The problem:
Extract every line of the data below that contains the string "civic", and list those lines verbatim.

Task input:
────────
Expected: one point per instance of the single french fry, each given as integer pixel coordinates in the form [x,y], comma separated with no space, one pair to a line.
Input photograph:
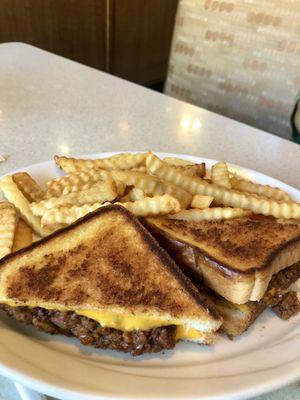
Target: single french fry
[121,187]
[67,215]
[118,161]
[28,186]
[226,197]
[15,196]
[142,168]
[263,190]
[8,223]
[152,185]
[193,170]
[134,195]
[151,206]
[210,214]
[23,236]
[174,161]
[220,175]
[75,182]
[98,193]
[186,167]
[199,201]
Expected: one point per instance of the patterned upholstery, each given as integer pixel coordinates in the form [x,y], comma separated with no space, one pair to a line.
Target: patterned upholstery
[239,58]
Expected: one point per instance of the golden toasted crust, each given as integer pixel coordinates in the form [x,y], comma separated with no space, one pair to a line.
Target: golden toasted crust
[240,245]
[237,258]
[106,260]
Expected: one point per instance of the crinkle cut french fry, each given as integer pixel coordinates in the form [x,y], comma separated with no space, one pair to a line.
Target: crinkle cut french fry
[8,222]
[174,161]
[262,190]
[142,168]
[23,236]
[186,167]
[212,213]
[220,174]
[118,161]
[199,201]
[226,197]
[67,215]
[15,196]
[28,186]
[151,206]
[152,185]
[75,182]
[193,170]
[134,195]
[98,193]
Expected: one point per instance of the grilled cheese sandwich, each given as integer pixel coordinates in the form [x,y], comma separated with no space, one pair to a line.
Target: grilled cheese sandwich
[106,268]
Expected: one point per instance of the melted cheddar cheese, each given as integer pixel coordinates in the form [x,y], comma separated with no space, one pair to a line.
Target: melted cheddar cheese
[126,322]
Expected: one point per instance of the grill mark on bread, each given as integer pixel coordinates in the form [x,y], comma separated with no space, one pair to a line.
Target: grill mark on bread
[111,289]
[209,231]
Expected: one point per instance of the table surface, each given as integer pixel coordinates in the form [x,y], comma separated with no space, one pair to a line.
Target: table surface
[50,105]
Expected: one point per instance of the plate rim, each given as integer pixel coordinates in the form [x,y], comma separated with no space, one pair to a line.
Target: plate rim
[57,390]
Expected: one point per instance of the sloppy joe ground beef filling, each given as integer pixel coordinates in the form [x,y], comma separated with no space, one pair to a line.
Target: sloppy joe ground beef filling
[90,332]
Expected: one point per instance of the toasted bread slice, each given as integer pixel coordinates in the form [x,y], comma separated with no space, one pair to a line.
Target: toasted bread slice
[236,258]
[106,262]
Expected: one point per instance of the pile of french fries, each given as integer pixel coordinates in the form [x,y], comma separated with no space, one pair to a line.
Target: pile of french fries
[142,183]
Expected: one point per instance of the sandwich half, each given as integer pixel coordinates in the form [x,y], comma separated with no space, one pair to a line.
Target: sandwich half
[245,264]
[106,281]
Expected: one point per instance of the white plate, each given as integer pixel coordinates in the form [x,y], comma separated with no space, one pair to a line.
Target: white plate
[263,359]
────────
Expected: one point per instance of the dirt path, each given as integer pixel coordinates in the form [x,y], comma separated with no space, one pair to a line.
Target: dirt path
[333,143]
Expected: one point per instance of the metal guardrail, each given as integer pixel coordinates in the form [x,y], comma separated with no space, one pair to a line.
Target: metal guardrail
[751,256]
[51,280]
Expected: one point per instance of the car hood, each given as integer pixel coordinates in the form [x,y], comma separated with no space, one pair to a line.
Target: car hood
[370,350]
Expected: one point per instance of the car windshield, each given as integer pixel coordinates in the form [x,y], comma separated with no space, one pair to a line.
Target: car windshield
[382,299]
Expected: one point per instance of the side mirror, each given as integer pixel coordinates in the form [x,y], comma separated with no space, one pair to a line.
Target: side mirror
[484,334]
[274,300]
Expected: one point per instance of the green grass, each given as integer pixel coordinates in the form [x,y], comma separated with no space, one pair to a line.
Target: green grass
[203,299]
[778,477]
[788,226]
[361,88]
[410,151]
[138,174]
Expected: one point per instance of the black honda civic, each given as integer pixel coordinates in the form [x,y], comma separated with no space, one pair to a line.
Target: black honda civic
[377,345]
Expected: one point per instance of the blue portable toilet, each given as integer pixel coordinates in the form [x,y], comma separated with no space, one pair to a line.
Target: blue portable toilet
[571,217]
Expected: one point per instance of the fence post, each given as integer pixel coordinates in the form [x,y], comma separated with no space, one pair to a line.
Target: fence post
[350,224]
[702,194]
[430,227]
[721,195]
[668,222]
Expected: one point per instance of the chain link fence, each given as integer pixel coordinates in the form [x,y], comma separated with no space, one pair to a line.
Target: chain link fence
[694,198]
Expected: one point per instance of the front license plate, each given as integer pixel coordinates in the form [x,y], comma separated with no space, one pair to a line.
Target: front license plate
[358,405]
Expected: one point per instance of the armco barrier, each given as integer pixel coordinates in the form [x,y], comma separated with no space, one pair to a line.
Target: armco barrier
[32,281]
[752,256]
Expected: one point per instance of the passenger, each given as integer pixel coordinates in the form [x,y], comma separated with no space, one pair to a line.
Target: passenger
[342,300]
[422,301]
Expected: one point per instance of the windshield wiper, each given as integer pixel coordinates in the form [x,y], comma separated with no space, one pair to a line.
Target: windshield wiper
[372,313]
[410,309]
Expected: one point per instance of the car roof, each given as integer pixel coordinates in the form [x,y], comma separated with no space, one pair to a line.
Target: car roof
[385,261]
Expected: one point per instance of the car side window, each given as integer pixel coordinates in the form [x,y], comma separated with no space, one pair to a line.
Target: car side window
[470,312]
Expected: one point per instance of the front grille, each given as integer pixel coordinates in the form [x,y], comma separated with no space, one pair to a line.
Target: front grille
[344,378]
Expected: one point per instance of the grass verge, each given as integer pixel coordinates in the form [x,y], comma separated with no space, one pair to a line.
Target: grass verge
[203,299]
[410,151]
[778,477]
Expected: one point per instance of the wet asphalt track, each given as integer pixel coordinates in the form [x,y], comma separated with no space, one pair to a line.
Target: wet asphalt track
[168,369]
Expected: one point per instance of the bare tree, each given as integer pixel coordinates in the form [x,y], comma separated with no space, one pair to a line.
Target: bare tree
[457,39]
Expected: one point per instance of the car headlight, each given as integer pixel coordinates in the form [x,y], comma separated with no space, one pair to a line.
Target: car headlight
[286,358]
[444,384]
────────
Worked solution:
Expected: one point per instance of the black honda civic, each given as integer pixel coordinates in the form [x,y], comma separated with no space, one pair to a line.
Target: black honda civic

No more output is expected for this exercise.